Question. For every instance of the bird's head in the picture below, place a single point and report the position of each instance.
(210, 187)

...

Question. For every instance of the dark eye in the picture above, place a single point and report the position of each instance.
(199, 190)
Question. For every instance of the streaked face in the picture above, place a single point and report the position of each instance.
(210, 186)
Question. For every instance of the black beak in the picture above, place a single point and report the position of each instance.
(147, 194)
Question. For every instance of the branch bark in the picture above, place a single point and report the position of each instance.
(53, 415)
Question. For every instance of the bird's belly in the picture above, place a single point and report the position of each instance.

--

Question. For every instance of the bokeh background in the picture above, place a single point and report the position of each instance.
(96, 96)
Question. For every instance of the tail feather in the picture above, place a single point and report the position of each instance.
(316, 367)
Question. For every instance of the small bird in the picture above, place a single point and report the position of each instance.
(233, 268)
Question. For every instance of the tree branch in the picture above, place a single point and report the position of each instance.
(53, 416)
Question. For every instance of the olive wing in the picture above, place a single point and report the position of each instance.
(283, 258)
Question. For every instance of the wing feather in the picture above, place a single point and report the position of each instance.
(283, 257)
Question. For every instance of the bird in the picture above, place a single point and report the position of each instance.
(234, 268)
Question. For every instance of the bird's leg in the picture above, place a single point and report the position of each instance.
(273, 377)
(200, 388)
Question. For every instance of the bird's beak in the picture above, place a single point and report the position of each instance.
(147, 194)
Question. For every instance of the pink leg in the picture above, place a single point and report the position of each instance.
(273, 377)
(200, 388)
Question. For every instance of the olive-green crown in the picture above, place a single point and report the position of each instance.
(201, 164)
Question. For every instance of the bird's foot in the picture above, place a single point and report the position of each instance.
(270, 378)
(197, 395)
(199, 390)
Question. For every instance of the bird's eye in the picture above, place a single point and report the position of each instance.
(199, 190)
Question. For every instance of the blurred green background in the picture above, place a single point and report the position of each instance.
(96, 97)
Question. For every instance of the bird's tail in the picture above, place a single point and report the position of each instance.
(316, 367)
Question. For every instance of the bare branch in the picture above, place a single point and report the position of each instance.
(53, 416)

## [The problem]
What you return must be the lines above that run from the line with "Question. For every instance of the dark" to the line with "Question. For every instance of the bird's belly", inclusive, each copied exactly.

## [Task response]
Question. For every instance of the dark eye in the picture above, place a single point and report the position of each instance.
(199, 190)
Question. For every instance of the streaked face in the picture above, place a single point and report the position of each instance.
(210, 186)
Question. For every instance of the black beak in the picture above, place a single point and report the position of each instance.
(147, 194)
Question. For every instance of the branch bark in the picture above, place a single point and report the position of each instance.
(53, 415)
Question. For every instance of the bird's belly in the picture above, place a single point and report the position of each instance.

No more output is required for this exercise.